* Start Dataset extract *
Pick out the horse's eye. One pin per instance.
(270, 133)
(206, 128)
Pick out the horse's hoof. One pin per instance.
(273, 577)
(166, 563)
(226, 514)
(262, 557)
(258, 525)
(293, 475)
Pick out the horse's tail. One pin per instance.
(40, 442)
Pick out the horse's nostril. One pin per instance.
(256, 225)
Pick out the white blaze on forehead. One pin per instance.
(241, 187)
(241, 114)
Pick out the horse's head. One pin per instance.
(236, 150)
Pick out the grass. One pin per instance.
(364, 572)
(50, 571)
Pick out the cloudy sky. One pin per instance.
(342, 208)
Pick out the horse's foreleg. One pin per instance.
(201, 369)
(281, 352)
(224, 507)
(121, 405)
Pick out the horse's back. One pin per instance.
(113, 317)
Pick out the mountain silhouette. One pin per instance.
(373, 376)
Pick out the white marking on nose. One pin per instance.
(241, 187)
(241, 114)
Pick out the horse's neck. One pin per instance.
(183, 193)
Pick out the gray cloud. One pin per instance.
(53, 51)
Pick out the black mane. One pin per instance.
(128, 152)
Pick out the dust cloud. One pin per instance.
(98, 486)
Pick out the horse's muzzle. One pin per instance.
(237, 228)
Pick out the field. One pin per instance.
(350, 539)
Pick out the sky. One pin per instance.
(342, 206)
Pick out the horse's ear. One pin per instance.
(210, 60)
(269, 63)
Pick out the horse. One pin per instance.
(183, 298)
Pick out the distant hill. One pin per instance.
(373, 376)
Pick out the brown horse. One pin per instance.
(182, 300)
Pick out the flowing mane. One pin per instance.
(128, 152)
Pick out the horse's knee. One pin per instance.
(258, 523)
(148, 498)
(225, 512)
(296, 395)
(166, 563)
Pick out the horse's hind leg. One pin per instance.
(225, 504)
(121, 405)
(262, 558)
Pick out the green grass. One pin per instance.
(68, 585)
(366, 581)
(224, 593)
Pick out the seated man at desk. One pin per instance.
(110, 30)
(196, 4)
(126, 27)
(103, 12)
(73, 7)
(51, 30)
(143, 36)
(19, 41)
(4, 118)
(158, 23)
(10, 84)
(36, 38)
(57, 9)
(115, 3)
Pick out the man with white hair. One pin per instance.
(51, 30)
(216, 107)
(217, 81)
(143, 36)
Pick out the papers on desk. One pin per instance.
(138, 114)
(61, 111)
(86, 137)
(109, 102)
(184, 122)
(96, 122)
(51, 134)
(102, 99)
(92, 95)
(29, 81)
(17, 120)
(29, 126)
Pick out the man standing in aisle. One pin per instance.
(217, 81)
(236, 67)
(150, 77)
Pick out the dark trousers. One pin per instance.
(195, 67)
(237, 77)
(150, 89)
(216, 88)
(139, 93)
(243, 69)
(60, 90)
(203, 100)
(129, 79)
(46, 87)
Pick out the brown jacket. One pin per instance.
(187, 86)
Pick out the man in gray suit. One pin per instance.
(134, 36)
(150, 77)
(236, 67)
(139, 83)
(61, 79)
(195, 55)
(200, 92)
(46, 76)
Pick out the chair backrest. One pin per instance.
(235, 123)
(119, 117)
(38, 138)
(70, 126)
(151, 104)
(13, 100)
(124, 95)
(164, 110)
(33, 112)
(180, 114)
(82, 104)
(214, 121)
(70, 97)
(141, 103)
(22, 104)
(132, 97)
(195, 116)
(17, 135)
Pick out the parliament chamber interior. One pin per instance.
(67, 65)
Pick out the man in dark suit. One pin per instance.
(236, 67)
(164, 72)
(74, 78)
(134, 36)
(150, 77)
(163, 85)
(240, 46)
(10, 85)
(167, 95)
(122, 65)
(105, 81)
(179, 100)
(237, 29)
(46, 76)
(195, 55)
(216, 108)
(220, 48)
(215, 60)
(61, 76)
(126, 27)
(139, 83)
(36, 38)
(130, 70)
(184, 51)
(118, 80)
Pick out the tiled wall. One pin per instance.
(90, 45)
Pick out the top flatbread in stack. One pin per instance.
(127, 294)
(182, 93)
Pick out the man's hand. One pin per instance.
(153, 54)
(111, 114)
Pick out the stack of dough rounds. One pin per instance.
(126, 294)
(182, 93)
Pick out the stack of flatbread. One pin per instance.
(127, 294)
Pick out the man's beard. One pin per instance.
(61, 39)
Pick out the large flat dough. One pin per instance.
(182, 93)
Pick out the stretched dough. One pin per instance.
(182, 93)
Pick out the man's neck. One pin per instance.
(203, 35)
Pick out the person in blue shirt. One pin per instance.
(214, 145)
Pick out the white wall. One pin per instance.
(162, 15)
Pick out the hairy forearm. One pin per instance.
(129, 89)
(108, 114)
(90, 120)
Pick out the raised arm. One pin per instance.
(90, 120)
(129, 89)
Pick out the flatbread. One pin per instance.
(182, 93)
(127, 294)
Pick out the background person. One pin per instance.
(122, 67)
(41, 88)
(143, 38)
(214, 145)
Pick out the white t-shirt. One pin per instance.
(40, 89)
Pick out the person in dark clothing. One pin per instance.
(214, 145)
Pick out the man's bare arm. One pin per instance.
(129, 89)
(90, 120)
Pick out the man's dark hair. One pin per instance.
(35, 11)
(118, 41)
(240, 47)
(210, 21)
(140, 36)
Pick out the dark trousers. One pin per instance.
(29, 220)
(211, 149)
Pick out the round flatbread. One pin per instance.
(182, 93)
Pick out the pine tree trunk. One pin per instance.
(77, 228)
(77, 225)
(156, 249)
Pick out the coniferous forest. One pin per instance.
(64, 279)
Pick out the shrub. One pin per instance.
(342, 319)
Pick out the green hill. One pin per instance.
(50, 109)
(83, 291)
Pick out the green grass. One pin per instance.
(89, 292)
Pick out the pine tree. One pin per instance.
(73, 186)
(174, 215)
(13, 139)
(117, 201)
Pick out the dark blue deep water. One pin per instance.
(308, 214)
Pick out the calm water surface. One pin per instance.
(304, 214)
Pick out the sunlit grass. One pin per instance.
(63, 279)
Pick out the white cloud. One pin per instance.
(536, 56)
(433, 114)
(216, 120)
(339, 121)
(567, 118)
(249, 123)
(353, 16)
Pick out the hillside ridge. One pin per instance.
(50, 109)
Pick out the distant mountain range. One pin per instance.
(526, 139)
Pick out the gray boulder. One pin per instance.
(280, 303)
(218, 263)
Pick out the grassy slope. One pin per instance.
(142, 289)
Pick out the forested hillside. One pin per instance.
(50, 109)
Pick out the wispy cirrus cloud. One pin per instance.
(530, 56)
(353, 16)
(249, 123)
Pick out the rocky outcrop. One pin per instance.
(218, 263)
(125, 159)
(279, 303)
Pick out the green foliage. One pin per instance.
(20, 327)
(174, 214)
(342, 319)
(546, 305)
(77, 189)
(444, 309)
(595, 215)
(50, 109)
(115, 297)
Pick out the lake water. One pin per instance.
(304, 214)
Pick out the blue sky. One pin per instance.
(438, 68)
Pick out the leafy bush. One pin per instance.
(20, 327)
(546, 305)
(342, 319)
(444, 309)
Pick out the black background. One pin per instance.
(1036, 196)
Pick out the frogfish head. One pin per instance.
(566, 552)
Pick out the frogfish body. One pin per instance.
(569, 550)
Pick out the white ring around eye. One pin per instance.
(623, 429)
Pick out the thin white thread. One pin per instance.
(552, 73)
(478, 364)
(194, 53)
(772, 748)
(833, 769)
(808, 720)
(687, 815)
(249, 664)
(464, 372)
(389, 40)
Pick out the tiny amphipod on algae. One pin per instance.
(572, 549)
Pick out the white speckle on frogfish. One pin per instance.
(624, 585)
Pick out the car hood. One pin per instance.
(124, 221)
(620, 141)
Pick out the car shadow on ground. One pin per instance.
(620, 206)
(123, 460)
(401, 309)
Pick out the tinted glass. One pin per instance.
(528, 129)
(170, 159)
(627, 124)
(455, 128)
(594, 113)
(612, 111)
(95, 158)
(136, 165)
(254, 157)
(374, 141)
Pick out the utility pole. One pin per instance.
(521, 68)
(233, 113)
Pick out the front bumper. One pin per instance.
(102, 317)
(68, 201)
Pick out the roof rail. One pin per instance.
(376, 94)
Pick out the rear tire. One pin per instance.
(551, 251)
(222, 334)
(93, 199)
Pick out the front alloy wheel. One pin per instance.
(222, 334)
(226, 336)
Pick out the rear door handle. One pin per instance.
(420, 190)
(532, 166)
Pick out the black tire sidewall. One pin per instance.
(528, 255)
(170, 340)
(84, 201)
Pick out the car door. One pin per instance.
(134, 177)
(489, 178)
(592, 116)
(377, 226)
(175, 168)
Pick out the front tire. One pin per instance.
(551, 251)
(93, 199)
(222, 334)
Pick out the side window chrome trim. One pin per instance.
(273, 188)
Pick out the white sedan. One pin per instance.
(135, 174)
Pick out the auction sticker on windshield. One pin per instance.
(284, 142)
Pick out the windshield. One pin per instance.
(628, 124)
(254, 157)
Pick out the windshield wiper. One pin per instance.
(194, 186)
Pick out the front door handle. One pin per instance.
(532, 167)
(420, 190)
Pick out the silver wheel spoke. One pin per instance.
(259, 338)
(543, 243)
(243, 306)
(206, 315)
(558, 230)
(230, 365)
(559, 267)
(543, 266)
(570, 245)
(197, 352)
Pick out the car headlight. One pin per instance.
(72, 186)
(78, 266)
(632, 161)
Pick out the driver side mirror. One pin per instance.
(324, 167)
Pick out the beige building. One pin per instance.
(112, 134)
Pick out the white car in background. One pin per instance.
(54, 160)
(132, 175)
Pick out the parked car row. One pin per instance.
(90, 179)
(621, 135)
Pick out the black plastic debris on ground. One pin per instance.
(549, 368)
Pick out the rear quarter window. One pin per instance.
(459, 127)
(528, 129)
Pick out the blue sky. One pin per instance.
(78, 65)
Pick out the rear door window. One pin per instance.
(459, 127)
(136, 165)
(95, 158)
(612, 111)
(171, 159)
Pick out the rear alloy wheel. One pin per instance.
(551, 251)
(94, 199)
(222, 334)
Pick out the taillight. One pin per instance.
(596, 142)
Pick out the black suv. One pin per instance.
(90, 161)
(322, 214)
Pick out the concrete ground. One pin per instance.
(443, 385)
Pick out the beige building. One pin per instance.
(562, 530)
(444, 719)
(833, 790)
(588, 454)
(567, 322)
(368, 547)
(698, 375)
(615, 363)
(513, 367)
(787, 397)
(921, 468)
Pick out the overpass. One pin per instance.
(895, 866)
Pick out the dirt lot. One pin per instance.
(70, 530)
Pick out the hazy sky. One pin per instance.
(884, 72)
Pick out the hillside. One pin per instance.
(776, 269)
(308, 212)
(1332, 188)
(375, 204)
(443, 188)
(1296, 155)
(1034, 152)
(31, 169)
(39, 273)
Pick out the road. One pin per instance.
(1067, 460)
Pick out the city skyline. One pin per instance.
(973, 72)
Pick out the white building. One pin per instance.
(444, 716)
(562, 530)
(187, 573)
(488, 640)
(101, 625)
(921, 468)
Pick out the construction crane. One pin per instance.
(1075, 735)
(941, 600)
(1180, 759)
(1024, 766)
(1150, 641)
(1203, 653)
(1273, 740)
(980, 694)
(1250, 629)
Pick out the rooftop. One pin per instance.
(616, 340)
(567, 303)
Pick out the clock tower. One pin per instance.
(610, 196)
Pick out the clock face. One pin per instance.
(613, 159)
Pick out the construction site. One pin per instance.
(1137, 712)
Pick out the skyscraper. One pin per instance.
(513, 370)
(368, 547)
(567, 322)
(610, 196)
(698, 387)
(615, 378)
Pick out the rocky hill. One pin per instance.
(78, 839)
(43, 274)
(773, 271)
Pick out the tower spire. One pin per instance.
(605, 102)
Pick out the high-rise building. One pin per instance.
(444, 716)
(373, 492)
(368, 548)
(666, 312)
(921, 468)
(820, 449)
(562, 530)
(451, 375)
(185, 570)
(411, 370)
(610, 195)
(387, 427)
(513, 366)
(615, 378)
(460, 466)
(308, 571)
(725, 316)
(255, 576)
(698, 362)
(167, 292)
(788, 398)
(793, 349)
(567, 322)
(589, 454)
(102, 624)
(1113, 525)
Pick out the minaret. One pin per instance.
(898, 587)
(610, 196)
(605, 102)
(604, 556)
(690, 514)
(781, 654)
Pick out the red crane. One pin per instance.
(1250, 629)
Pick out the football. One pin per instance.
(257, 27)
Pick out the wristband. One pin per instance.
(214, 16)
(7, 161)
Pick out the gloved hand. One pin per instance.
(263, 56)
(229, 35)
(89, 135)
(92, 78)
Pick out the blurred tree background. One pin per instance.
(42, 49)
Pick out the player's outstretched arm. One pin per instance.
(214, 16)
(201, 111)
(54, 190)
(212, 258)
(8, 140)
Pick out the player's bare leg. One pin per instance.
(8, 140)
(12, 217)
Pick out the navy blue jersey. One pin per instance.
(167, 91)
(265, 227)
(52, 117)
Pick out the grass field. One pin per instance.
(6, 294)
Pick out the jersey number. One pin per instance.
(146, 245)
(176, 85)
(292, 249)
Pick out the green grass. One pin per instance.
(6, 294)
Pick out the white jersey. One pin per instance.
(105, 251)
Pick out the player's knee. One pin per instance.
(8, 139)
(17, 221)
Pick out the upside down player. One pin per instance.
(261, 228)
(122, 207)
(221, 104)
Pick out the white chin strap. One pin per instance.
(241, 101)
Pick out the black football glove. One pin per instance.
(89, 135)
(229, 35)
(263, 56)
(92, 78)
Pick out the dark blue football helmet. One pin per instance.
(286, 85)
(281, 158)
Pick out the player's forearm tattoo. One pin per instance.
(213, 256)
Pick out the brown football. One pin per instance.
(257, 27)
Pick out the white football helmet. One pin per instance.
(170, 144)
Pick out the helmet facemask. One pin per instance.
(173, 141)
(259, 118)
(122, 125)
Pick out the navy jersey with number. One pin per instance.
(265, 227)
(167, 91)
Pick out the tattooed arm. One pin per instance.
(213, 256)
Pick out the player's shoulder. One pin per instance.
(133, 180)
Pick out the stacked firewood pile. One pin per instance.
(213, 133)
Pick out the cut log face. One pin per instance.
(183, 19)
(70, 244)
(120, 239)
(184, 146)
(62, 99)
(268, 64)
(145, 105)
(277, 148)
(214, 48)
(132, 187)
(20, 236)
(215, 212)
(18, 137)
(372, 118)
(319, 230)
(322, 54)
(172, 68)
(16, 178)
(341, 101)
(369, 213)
* End Dataset extract *
- _Do this_
Your output consists solely of the lines from the one with "Pick out the player's outstretched" through the last line, copied exactly.

- _The result_
Pick out the player's outstretched arm. One pin per instance.
(214, 16)
(201, 111)
(54, 190)
(212, 258)
(8, 140)
Pick out the player's bare leg. One pin per instance.
(8, 140)
(12, 217)
Pick out the navy blue jersey. One pin per instance.
(167, 91)
(265, 227)
(52, 117)
Pick out the grass field. One pin per instance.
(6, 294)
Pick out the jersey number. One pin per instance.
(146, 245)
(176, 85)
(292, 249)
Pick out the green grass. One pin per instance.
(6, 294)
Pick out the white jersey. One pin per instance.
(105, 251)
Pick out the player's knee. One pin per instance.
(8, 139)
(17, 221)
Pick out the upside down player. One pin per instance.
(261, 228)
(122, 207)
(221, 104)
Pick out the white chin strap. One pin per instance.
(241, 101)
Pick out the black football glove. One pin per instance.
(89, 135)
(229, 35)
(263, 56)
(92, 78)
Pick out the dark blue football helmet. One pin per instance.
(286, 85)
(281, 158)
Pick out the player's forearm tattoo. One pin per instance.
(213, 256)
Pick out the brown football. One pin per instance.
(257, 27)
Pick out the white football helmet. One pin per instance.
(170, 144)
Pick out the helmet facemask. One pin per instance.
(173, 141)
(259, 118)
(122, 125)
Pick out the navy jersey with number. One pin per instance.
(265, 227)
(167, 91)
Pick out the tattooed arm. One pin per instance.
(213, 256)
Pick out the player's shoulder. One pin per instance.
(133, 180)
Pick out the stacked firewood pile. One pin per instance.
(213, 133)
Pick out the cut log face. One pin per instance.
(183, 19)
(70, 244)
(120, 239)
(184, 146)
(62, 99)
(268, 64)
(145, 105)
(277, 148)
(214, 48)
(132, 187)
(20, 236)
(215, 212)
(18, 137)
(372, 118)
(319, 230)
(322, 54)
(172, 68)
(16, 178)
(341, 101)
(369, 213)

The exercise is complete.